SOURCE TEXT
────────────────────
More Random Musings..

 

RANDOM MUSINGS
 
BY BOUTRIS WITTFOGEL
 
 
 
  1. The State Water Resources Control Board heard the Once-Through-Cooling Policy this past week. This was a big item, five years in the making and garnering upwards of 9,000 comment letters, including a form letter apparently replicated 7,000 times. The list of commentators was diverse, including a letter of concern from nine legislators.
 
An impressive group of advocacy groups sent an alarming letter calling the draft OTC policy “...a marked step backwards from previous versions that it not only fails to meet the letter and intent of the Clean Water Act.... [and] is extremely disappointing after almost five years of hard work by all parties involved to see such significant changes, many of which ignore progress and agreements made to date.” While interests on the ‘other side’ did not exactly hail the draft policy, most like Dynergy, RRI Energy, and Pacific Gas & Electric, acknowledged ‘improvements’ to the draft policy. Translation... Score: energy companies 1, everyone else 0.
 
Dramatic eleventh-hour “significant changes,” on something this controversial are wholly out of character for the group-think Water Board culture. Considering the history of influence energy companies exert in California government, it would be no surprise if the “significant changes” noted by the advocacy group did not originate from within the Water Board. “Significant changes” of this nature tend to originate from the highest reaches of the Executive; think Cal-EPA or the Governor’s office.
 
  1. In another controversial action, the Central Valley Regional Water Quality Control Board adopted a total maximum daily load for control of methylmercury and total mercury in the Delta. Mercury and its evil sibling, methylmercury are complex issues; only time will tell if this was a good decision by the Regional Board. I hope it was, but disturbing letters like this one do not bode well for my hopes.
 
Those of us from the environmental justice communities who had been left out of the earlier processes concur with Andria comments below. The draft resolution contains language that misleads the reader and public into believing this process was a collaborative effort that included EJ communities when it was not. Various EJ communities have and continue to voice their concerns of being excluded in activities and processes with the development of the document, processes and numerous previously held meetings where we were excluded.People for Children’s Health an Environmental Justice
 
It is very difficult to escape the realities of decisions made by a captured regulatory agency. That is, unless you are the beneficiary of the captured regulatory agency, a notion that Sacramento Regional County Sanitation District did not dispute
 
  1.  May 18 is the supposed deadline for wastewater plants to satisfy the California Toxics Rule, is imminent. Over the past few years, the Central Valley Regional Board instituted a parliamentary gimmick of splitting permits into two parts – a permit and a compliance schedule. It is, in part, meant to delay implementation of the May 18 deadline. Apparently, we will find out after May 18if the gimmick will withstand legal scrutiny. The guess here is that only a handful of wastewater plants in the state, half a dozen or fewer, could satisfy the California Toxics Rule on May 18 if administered without gimmicks. Sacramento Regional County Sanitation District’s wastewater plant is not one of them.
────────────────────
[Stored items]
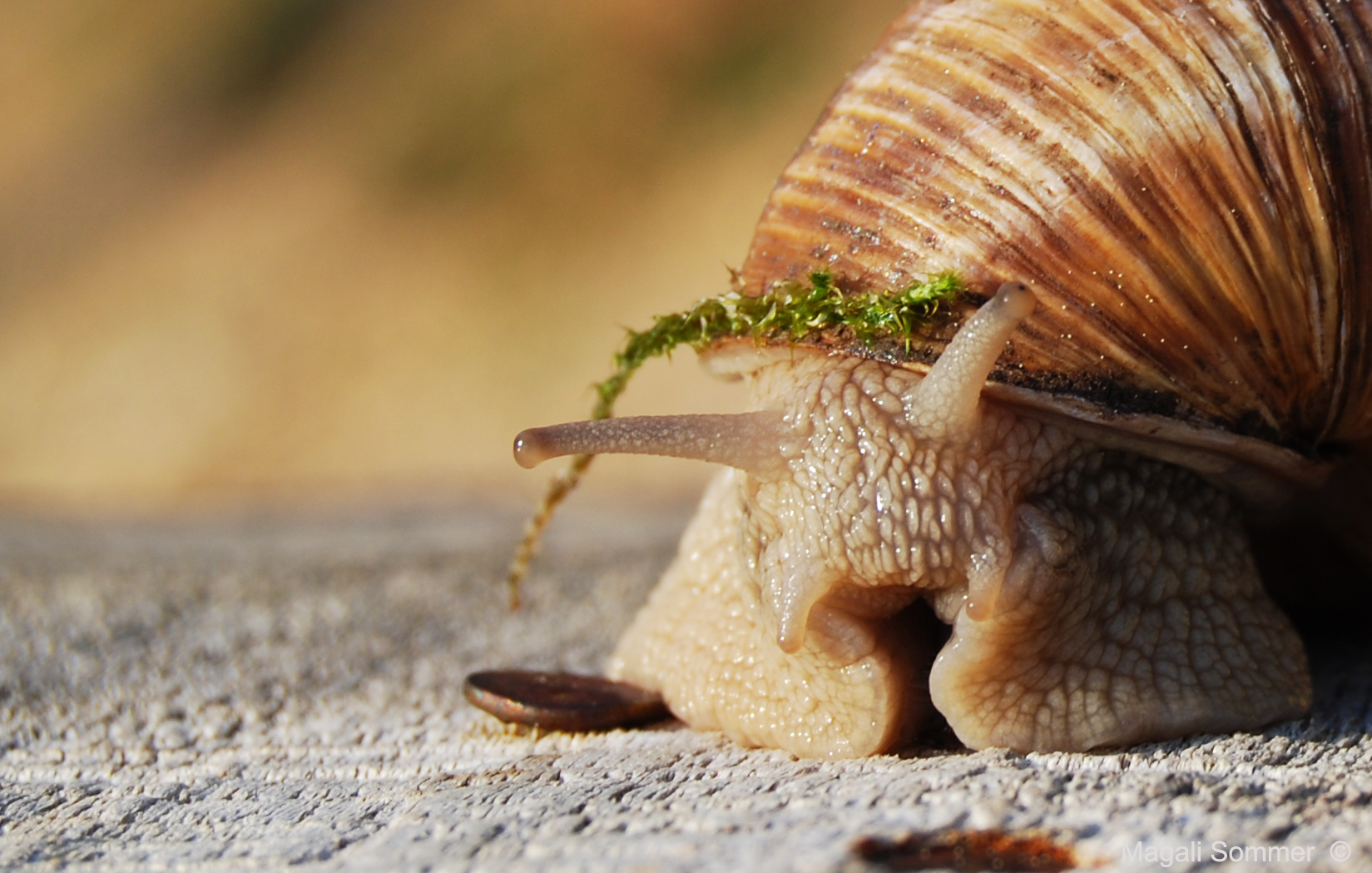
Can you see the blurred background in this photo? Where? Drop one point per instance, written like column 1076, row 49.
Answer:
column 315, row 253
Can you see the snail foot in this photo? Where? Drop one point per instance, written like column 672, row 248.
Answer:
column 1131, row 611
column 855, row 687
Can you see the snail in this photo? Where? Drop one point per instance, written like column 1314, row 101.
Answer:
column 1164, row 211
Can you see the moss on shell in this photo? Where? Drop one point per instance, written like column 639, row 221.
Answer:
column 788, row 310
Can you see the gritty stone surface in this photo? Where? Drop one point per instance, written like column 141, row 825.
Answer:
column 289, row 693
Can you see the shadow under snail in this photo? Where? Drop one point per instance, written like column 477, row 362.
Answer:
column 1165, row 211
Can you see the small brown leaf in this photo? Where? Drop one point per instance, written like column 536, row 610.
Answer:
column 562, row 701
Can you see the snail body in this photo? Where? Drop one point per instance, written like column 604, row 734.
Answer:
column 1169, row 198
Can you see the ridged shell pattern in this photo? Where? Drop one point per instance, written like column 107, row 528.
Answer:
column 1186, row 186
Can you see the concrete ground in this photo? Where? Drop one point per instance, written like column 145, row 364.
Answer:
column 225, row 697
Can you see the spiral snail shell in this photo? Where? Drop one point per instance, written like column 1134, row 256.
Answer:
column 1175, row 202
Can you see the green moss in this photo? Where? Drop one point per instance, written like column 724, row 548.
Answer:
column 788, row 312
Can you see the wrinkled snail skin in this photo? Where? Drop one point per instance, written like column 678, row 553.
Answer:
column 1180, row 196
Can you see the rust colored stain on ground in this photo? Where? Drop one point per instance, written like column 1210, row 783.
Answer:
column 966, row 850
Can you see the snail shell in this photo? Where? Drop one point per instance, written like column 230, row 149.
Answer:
────────────────────
ACTION ITEM A
Using the Random Musings post, decide whether each statement agrees with it: (i) the Once-Through-Cooling Policy drew more than 9,000 comment letters; (ii) nine legislators sent a letter of concern; (iii) Sacramento Regional County Sanitation District's wastewater plant is among those that could satisfy the California Toxics Rule on May 18. For each, answer yes or no and quote the deciding words.
ACTION ITEM B
Render this sentence from the Random Musings post in Spanish: "It is very difficult to escape the realities of decisions made by a captured regulatory agency."
ACTION ITEM C
Quote the Random Musings post, everything from "More Random Musings.." down to "from nine legislators.".

RESULT A
(i) Yes: "garnering upwards of 9,000 comment letters"
(ii) Yes: "including a letter of concern from nine legislators"
(iii) No: "Sacramento Regional County Sanitation District’s wastewater plant is not one of them."

RESULT B
Es muy difícil escapar de las realidades de las decisiones tomadas por una agencia reguladora capturada.

RESULT C
More Random Musings..

 

RANDOM MUSINGS
 
BY BOUTRIS WITTFOGEL
 
 
 
  1. The State Water Resources Control Board heard the Once-Through-Cooling Policy this past week. This was a big item, five years in the making and garnering upwards of 9,000 comment letters, including a form letter apparently replicated 7,000 times. The list of commentators was diverse, including a letter of concern from nine legislators.